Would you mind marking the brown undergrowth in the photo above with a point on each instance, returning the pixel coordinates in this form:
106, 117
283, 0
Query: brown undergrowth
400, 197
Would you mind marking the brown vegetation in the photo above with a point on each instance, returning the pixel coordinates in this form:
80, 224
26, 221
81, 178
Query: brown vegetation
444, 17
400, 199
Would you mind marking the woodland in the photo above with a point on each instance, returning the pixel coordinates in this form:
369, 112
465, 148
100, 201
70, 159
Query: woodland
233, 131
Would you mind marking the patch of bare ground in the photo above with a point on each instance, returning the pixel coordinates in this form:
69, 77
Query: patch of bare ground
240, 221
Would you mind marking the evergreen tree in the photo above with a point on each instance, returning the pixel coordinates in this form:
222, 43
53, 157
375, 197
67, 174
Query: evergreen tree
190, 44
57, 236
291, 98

——

■ **Exercise aim**: Take the entries above and transcribe them in full.

■ **Task response**:
Would you mind marking the brown undergrowth in the photo above with a point on each instance, returning the pixel coordinates in this form:
106, 117
283, 0
Query: brown undergrowth
400, 197
Would you mind marking the brown vegetation in the photo above with a point on each instance, returning the pixel coordinates in this form:
80, 224
26, 221
81, 178
Query: brown vegetation
444, 17
400, 199
Would you mind marking the woodland in the photo above with a point on each instance, returning the pixel coordinates in this form:
369, 112
465, 148
100, 201
70, 159
Query: woodland
233, 131
Would you mind marking the patch of bare ground in the photo above with a point on each instance, returning the pixel coordinates in this form:
69, 77
Query: patch of bare ground
240, 221
Would you mind marking the evergreen tree in the photo above with a point on each instance, returning the pixel coordinates in this form:
222, 43
53, 157
375, 197
67, 174
Query: evergreen tree
190, 44
57, 236
291, 98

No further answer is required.